*** Opening DOCUMENT EXCERPT ***
I agree, it’s always the last mile that’s hard. But will Bernie throw down the gauntlet on his dental thing? We'll see. He’s been well behaved, at least so far.
Not sure what you have against the elderly and their teeth…
Well, have you ever been bitten by one?
The other big news is the White House renominated Jay Powell, which was sort of expected, but there was a lot of speculation about nominating Lael Brainard, who was a Progressive favorite, but that would have started a tricky Senate confirmation fight. Biden chose to avoid both the fight and kowtowing to the Progs, which is a sign of White House confidence that the POTUS thinks he can put everything together and land this rickety plane.
Yeah, but I think you've got premature sugar plum fairies dancing in your head with your excitement around Progressives tanking the world! I think Joe Biden probably made a good and safe pick in the renomination of Powell in order to not rock the boat in the midst of where we are with the economy and COVID. The idea of an even slightly bumpy Senate confirmation hearing on a new nominee is just one more project for the White House to manage that they probably just didn't need or want to entertain. A lengthy hearing process giving Republicans more opportunities to rail on inflation is probably not what they had high on their list of exciting 2022 experiences. And, lest we forget, Powell has been confirmed by the Senate, which means you've got a number of Republicans who are already essentially bought into the nomination. Thus, no big fight. Does that mean it will all be smooth sailing at the Fed? In a word, no. Chairman Powell will have to confront the rise of inflation deftly, given some of the Fed’s policies and recommendations likely contributed to some of it. Oh, and in doing so, he must make sure whatever tightening happens on his watch is done so as not to hurt growth once inflation is controlled. Never a dull day in Washington!
Powell was the right choice. Republicans wanted to see him renominated – other options were scarier to them – and why would the White House pick a big Senate fight? Biden made the smarter move.
*** Closing DOCUMENT EXCERPT ***
*** Opening PROVIDED MATERIAL ***
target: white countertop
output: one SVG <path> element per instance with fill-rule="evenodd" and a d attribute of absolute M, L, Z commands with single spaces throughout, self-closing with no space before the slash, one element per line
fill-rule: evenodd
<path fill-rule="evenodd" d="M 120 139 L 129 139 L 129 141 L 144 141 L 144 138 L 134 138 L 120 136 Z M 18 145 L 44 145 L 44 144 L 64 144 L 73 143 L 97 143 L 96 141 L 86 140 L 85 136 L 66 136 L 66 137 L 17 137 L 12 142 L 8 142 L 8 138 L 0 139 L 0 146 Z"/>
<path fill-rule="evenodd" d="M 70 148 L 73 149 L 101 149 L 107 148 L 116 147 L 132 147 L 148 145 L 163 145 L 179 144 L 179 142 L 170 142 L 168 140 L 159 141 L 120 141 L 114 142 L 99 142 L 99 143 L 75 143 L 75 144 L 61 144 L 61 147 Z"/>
*** Closing PROVIDED MATERIAL ***
*** Opening PROVIDED MATERIAL ***
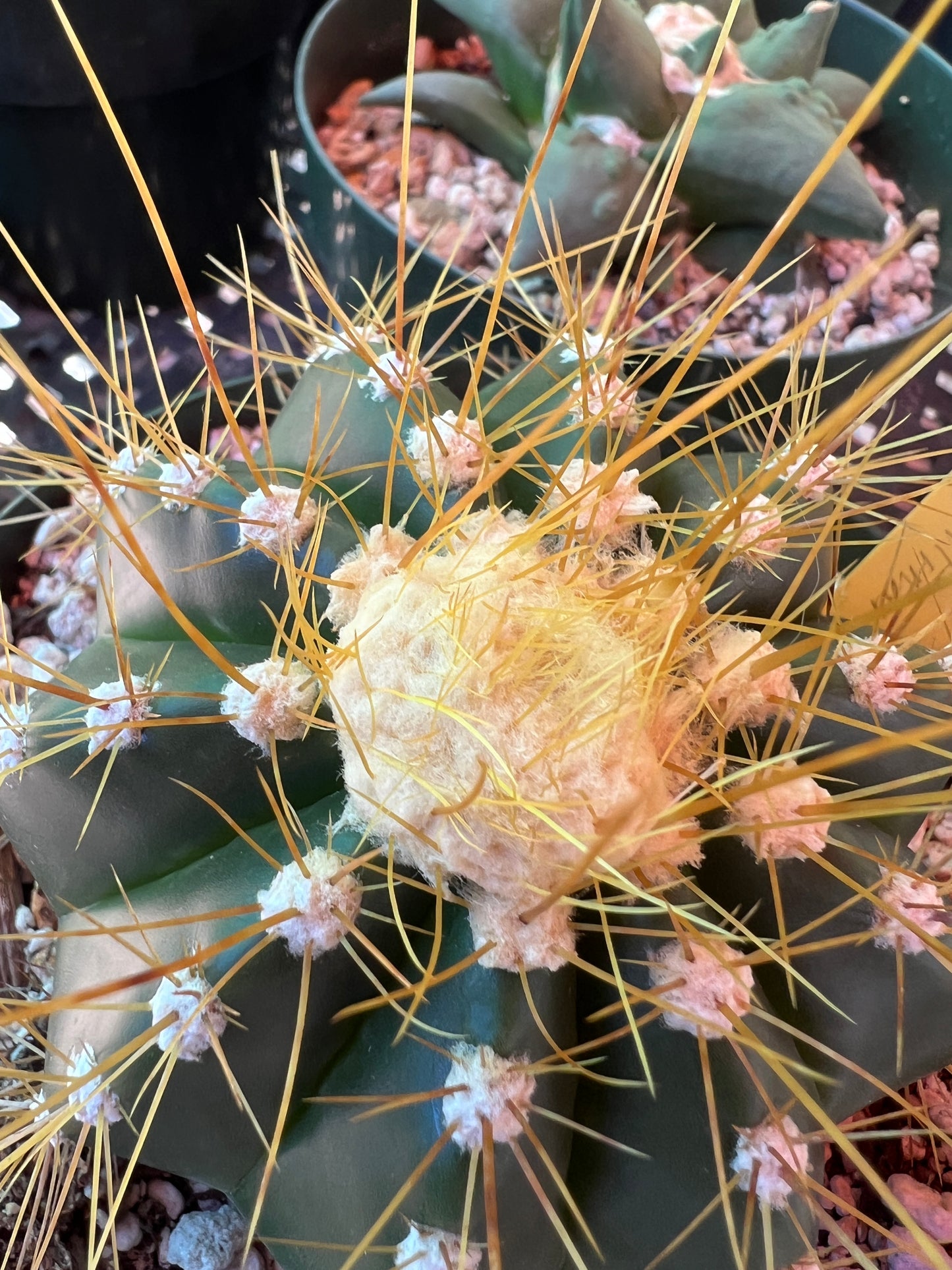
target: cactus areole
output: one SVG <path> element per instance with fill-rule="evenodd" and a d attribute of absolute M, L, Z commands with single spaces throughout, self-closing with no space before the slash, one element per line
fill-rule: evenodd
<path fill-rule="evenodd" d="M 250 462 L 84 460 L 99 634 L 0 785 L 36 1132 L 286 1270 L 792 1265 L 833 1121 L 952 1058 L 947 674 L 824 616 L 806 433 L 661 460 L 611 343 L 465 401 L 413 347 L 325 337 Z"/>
*** Closing PROVIDED MATERIAL ***
Rewrite the part of the Powell discussion that begins at the words "The other big" and stops after "this rickety plane.", switching "rickety" to "shaky". The data has no connection to the Powell discussion.

The other big news is the White House renominated Jay Powell, which was sort of expected, but there was a lot of speculation about nominating Lael Brainard, who was a Progressive favorite, but that would have started a tricky Senate confirmation fight. Biden chose to avoid both the fight and kowtowing to the Progs, which is a sign of White House confidence that the POTUS thinks he can put everything together and land this shaky plane.